[Named region outline listing]
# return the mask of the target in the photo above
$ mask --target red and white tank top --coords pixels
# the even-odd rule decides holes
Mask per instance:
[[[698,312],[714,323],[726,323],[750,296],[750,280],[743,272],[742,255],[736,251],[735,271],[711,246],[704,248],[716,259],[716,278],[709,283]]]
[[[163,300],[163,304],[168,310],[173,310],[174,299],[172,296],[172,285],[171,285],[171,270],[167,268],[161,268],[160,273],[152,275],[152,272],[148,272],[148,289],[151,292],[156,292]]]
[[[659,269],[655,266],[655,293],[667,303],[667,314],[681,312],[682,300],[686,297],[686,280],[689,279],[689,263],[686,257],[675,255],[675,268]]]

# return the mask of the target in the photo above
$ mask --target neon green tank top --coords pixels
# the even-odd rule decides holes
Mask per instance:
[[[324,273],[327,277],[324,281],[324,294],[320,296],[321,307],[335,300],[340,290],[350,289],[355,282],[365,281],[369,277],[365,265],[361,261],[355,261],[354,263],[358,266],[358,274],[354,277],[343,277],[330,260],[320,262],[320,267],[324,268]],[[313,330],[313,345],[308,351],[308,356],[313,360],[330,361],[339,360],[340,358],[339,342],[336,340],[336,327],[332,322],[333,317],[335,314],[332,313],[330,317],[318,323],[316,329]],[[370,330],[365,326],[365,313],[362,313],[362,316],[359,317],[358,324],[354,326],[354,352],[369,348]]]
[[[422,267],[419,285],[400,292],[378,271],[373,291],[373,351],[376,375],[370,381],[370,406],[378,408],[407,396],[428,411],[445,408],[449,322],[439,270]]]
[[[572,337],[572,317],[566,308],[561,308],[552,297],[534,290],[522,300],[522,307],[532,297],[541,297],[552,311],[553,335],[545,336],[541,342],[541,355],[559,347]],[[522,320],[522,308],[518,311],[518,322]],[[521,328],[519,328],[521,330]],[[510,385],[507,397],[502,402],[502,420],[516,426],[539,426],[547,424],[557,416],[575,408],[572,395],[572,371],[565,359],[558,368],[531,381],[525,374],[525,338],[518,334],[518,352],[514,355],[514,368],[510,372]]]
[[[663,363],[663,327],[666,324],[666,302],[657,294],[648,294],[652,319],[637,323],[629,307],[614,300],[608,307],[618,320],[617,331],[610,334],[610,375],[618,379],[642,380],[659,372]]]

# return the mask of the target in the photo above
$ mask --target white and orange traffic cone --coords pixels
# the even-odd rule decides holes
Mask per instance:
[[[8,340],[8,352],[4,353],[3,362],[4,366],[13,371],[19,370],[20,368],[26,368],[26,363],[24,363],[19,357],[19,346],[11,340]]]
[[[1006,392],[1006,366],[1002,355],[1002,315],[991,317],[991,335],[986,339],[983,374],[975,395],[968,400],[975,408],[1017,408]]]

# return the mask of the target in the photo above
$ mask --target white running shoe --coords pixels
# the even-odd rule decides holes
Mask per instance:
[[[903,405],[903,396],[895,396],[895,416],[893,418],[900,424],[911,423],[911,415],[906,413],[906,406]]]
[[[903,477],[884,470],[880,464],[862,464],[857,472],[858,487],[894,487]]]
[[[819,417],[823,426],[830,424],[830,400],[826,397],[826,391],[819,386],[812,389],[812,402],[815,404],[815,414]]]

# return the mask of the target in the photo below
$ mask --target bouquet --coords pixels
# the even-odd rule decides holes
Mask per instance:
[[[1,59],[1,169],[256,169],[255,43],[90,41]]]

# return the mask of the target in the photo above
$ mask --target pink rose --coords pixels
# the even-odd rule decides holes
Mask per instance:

--

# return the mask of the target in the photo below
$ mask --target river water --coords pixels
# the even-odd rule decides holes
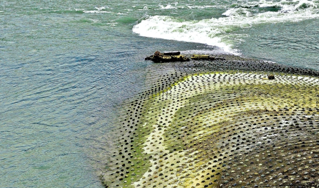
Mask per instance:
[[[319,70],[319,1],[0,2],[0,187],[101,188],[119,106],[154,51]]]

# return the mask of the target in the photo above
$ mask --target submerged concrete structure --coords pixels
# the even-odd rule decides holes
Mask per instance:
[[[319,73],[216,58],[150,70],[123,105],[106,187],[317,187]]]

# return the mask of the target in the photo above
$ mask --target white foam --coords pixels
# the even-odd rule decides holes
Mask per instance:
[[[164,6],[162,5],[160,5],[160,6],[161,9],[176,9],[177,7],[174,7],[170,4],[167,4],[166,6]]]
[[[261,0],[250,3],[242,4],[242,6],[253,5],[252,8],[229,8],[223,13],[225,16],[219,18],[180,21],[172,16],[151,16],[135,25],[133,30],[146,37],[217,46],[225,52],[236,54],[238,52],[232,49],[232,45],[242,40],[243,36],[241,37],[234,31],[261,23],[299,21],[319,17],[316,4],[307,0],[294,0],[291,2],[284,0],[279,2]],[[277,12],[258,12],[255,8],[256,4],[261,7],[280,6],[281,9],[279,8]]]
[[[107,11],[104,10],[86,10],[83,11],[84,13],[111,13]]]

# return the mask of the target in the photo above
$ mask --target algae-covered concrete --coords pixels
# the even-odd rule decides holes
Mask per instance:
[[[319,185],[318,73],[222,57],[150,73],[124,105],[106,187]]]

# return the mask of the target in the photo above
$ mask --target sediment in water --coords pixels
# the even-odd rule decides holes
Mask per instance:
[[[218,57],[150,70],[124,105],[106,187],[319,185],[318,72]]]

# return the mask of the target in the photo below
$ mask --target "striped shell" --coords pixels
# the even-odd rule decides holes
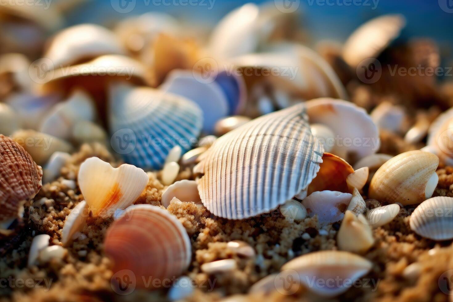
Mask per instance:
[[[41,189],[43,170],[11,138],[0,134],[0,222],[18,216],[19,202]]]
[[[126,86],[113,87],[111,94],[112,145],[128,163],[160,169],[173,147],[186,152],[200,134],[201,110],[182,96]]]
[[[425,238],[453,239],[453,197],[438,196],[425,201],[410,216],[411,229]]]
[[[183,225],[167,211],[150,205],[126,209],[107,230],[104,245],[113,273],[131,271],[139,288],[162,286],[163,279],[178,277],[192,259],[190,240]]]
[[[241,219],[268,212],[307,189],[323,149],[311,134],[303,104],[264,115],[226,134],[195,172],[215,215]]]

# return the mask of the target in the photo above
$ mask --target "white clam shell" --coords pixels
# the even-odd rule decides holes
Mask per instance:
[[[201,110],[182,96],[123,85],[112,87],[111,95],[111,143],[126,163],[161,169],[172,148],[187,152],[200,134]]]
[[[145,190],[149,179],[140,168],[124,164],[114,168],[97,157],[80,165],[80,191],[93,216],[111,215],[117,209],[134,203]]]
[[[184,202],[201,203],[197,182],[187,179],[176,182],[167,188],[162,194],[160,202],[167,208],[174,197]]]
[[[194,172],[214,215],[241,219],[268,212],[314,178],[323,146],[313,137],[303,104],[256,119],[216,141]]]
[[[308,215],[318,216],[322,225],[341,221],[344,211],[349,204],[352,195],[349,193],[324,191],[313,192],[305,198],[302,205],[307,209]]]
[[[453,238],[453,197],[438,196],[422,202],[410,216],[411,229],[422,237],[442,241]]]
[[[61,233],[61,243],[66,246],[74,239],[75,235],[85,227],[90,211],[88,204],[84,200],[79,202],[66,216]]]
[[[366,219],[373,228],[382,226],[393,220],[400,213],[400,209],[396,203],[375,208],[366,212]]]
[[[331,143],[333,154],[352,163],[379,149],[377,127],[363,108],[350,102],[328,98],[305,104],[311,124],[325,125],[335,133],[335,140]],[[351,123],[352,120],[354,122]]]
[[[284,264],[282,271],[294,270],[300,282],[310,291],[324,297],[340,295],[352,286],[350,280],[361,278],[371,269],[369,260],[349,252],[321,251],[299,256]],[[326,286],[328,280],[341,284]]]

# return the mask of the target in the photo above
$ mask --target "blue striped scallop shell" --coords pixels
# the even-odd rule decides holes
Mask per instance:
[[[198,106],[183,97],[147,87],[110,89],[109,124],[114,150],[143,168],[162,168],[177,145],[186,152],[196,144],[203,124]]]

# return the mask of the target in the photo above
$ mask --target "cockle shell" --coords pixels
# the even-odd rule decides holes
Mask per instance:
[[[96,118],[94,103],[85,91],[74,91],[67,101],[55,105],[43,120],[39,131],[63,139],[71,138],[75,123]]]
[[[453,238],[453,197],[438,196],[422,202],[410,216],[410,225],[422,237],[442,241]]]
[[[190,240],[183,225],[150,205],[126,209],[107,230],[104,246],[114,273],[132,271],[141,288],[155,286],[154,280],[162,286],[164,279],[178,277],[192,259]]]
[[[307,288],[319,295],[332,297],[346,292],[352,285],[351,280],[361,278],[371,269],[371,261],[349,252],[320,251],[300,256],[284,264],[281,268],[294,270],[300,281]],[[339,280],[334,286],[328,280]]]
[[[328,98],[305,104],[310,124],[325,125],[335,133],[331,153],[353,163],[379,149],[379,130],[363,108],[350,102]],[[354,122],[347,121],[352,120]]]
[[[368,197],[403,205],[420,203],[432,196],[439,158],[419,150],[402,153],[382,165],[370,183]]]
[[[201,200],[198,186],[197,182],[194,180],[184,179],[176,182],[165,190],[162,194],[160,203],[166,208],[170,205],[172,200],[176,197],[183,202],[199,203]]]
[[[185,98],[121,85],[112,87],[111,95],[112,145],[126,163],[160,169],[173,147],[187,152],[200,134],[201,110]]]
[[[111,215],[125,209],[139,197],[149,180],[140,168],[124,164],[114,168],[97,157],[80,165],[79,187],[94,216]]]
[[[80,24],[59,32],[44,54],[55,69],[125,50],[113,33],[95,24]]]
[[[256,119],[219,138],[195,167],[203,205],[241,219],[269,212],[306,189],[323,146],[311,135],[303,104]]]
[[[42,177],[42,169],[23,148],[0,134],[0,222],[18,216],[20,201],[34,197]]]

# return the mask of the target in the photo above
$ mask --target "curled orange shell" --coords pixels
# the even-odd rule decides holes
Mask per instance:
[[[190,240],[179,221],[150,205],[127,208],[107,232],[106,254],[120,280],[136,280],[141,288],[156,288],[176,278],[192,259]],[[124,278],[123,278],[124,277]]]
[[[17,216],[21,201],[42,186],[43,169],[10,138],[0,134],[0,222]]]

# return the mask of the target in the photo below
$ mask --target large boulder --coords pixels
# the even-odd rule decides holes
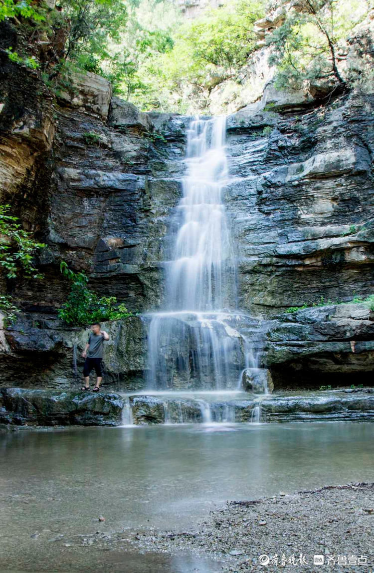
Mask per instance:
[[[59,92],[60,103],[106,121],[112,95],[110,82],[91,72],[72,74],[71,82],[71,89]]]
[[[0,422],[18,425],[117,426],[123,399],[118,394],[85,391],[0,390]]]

==

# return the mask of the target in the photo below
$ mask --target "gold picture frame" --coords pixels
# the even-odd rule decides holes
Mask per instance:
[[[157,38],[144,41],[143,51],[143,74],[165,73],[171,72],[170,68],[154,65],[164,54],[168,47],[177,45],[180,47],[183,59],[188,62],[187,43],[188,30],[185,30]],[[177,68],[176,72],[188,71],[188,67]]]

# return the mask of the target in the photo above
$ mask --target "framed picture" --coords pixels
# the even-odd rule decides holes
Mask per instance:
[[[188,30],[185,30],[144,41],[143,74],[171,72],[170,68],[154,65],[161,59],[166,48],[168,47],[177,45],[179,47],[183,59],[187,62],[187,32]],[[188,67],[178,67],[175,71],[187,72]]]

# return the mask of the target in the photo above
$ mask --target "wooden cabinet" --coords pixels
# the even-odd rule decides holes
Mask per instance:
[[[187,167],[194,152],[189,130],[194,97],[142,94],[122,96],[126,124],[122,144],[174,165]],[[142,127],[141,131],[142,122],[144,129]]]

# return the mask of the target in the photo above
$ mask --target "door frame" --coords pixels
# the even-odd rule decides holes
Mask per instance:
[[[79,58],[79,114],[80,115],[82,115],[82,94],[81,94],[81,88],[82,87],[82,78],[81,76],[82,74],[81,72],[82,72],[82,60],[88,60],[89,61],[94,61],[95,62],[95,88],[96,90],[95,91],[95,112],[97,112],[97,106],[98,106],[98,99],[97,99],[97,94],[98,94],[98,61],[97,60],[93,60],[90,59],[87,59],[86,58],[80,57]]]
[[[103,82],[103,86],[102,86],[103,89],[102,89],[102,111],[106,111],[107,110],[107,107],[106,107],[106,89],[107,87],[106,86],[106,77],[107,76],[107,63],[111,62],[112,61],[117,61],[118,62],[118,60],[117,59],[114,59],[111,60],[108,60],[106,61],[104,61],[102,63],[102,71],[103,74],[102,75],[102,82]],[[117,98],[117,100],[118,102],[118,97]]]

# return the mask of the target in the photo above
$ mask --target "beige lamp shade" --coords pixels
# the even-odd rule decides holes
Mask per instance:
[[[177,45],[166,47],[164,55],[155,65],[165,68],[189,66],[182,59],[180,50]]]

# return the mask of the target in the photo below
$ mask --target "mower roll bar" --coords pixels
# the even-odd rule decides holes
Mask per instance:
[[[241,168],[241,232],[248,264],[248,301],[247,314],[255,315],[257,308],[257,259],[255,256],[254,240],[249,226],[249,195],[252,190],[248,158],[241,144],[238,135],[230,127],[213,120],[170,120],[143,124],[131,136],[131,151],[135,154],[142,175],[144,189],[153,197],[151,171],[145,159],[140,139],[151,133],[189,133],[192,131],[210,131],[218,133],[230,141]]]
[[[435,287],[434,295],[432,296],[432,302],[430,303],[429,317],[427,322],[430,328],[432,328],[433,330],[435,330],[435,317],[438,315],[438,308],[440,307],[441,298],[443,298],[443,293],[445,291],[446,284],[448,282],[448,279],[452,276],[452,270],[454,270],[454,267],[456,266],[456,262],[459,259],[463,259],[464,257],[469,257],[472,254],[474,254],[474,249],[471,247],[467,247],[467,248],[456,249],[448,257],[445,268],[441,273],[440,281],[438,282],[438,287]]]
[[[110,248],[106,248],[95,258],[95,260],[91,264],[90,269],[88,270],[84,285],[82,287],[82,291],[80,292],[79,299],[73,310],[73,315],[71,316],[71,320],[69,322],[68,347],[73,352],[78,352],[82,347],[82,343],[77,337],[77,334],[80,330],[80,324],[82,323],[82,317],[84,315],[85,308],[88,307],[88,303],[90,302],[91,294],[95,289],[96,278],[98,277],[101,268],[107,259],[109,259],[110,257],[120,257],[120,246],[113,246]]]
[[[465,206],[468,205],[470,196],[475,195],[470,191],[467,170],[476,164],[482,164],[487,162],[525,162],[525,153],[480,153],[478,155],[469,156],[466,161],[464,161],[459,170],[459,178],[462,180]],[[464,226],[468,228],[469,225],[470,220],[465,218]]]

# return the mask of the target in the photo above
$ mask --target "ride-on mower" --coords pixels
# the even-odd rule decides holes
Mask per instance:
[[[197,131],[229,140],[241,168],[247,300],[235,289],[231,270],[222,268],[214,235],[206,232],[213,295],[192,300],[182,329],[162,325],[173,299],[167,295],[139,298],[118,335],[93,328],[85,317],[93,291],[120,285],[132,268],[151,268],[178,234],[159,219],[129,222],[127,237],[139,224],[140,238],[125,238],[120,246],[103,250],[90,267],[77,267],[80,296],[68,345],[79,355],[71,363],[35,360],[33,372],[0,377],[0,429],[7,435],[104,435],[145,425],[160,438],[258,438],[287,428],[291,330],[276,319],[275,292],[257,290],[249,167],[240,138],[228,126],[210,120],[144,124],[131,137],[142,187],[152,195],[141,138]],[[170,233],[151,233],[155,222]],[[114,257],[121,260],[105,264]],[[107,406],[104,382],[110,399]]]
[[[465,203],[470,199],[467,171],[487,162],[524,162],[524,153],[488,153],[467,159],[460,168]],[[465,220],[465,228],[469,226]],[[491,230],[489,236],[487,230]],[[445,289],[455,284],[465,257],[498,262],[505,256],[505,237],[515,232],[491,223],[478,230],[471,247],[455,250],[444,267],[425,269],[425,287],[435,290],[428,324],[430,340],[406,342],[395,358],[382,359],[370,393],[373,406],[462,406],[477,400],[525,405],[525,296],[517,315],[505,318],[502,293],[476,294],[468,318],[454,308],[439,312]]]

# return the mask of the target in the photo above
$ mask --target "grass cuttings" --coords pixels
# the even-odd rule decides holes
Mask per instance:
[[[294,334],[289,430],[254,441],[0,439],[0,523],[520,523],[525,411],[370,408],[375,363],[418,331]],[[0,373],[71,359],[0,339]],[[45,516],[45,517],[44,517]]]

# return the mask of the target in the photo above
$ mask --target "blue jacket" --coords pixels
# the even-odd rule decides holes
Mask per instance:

> GOAL OF THE EXERCISE
Pull out every line of the listing that contains the word "concrete".

> EXERCISE RESPONSE
$ mask --target submerged concrete structure --coords pixels
$ mask --target algae-covered concrete --coords pixels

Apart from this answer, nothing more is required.